AIM OF THE TASK ::
Find "Where can you see the asphalt" in the data, then restate the line it sits in and every later line word for word, ending with the last line.

EXERCISE DATA ::
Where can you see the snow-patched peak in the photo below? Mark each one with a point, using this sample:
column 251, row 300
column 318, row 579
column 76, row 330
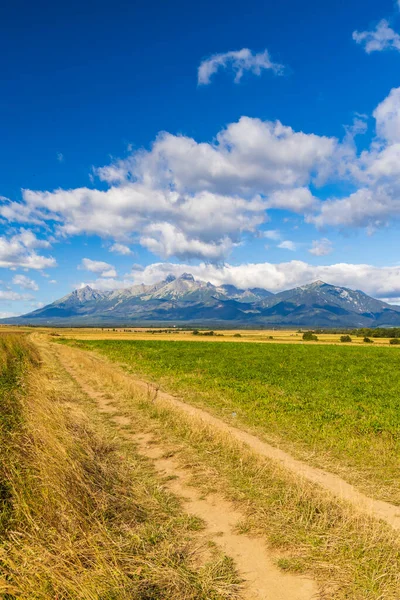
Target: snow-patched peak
column 170, row 278
column 186, row 277
column 84, row 294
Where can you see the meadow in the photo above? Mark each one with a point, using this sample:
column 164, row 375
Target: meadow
column 335, row 406
column 82, row 515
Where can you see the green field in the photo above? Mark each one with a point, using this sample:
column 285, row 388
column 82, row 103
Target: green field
column 338, row 407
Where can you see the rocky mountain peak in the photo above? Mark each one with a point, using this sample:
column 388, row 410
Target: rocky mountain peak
column 186, row 277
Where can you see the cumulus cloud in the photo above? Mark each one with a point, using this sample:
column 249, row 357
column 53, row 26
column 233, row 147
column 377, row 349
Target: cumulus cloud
column 25, row 282
column 98, row 266
column 375, row 174
column 15, row 253
column 383, row 37
column 188, row 199
column 272, row 234
column 387, row 117
column 287, row 245
column 298, row 200
column 191, row 200
column 238, row 61
column 321, row 247
column 9, row 295
column 120, row 249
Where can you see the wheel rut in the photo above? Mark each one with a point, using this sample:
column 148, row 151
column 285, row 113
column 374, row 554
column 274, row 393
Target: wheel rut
column 263, row 580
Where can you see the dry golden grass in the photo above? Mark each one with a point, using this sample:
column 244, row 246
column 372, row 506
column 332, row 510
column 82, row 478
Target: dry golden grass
column 287, row 336
column 353, row 556
column 86, row 519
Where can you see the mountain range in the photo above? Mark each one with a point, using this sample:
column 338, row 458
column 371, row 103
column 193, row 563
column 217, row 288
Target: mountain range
column 184, row 300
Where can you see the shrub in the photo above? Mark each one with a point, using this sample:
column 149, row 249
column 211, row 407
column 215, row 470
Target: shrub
column 309, row 336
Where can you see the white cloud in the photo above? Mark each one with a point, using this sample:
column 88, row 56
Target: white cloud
column 321, row 247
column 14, row 296
column 98, row 266
column 287, row 245
column 375, row 175
column 25, row 282
column 239, row 61
column 28, row 239
column 387, row 116
column 14, row 253
column 272, row 234
column 381, row 38
column 298, row 200
column 120, row 249
column 188, row 199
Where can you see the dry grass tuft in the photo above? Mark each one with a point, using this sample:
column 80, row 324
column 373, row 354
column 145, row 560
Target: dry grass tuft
column 353, row 556
column 85, row 520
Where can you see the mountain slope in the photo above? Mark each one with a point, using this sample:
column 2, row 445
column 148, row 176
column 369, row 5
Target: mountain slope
column 186, row 300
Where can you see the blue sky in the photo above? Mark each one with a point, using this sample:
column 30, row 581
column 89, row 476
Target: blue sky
column 254, row 144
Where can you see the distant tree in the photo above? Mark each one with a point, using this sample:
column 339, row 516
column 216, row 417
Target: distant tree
column 309, row 336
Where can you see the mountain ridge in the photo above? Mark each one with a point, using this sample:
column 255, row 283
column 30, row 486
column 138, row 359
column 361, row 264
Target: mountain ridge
column 185, row 299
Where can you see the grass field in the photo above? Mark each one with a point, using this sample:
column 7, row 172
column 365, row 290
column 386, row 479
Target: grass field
column 82, row 515
column 336, row 406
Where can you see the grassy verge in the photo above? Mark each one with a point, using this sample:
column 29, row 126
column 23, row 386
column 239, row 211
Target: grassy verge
column 353, row 556
column 86, row 519
column 337, row 407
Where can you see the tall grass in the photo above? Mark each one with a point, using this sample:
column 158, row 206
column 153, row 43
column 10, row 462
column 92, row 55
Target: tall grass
column 85, row 518
column 352, row 555
column 335, row 406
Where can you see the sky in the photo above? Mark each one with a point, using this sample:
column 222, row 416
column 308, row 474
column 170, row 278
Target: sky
column 256, row 144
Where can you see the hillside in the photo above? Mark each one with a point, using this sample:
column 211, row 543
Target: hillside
column 184, row 300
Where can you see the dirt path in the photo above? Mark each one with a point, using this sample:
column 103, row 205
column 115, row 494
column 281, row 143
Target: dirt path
column 263, row 580
column 329, row 481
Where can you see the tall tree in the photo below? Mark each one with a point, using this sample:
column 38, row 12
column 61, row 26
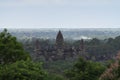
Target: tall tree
column 10, row 49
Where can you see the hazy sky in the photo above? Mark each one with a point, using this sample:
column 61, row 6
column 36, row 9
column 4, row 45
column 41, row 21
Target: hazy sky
column 59, row 13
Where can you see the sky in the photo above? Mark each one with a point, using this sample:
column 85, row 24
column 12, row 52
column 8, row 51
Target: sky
column 59, row 13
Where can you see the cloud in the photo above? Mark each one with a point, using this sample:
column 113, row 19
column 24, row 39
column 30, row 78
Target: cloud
column 8, row 3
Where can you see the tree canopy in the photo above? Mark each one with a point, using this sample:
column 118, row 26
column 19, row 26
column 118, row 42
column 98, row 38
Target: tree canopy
column 10, row 49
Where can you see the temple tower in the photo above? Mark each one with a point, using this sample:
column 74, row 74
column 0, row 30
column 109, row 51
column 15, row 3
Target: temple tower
column 59, row 40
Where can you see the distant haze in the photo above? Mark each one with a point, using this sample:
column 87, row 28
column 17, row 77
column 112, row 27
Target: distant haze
column 59, row 13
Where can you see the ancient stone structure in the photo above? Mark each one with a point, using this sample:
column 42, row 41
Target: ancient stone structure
column 60, row 51
column 59, row 40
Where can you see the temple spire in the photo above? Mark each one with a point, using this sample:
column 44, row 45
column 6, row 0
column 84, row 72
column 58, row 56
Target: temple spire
column 59, row 40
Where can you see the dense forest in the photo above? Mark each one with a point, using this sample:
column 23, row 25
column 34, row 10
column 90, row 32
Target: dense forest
column 18, row 62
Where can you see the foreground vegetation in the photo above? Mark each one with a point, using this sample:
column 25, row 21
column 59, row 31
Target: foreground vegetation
column 16, row 64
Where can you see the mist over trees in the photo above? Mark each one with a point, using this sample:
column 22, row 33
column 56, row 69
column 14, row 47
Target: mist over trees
column 16, row 60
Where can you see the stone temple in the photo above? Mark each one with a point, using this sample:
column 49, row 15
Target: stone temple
column 59, row 51
column 59, row 40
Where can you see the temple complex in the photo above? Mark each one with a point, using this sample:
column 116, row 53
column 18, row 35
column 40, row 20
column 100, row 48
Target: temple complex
column 59, row 51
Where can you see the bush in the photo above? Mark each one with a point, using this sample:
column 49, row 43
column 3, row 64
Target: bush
column 22, row 70
column 85, row 70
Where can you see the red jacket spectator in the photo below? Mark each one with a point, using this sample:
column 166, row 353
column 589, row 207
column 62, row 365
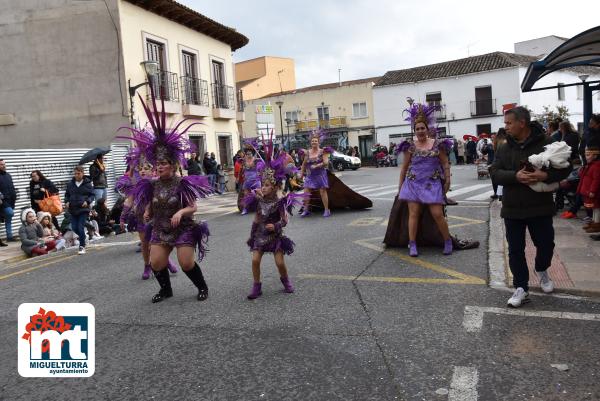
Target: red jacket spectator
column 590, row 184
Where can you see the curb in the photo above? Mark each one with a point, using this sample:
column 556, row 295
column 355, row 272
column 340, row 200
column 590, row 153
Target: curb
column 498, row 259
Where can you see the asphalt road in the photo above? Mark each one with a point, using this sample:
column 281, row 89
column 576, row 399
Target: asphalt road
column 363, row 324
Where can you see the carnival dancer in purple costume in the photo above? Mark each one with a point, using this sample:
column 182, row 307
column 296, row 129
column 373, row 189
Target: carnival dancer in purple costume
column 424, row 167
column 314, row 171
column 135, row 218
column 271, row 217
column 170, row 202
column 251, row 178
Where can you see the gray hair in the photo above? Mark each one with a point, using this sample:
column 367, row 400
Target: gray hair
column 520, row 114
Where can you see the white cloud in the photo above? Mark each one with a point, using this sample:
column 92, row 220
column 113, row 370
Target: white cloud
column 367, row 38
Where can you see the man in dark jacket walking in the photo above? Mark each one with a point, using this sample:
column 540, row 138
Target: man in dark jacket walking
column 523, row 208
column 98, row 176
column 78, row 197
column 9, row 198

SOLVED PROBLEM ::
Where can you see the asphalt road in the photo above? Mark each one with a point, using this sample:
column 281, row 89
column 576, row 399
Target: asphalt road
column 363, row 324
Where can you see the carnival dancer in purple costume in the photo above? Mark each one with a point, using this sample:
column 182, row 307
column 296, row 129
column 373, row 189
Target: carnival dancer in purple costume
column 424, row 167
column 314, row 171
column 135, row 218
column 271, row 217
column 170, row 202
column 251, row 178
Where can you see the gray hair in the photo above? Mark each one with a point, using this sample:
column 367, row 400
Target: gray hair
column 520, row 114
Where can you see the white cloud in the photo above? Mark each one with a point, using this sample:
column 92, row 220
column 113, row 370
Target: white cloud
column 367, row 38
Where can you see the man in dark jacket walking in the photo above? Mark each one with a point, using this sample:
column 540, row 138
Target: man in dark jacket walking
column 523, row 208
column 98, row 176
column 78, row 197
column 9, row 198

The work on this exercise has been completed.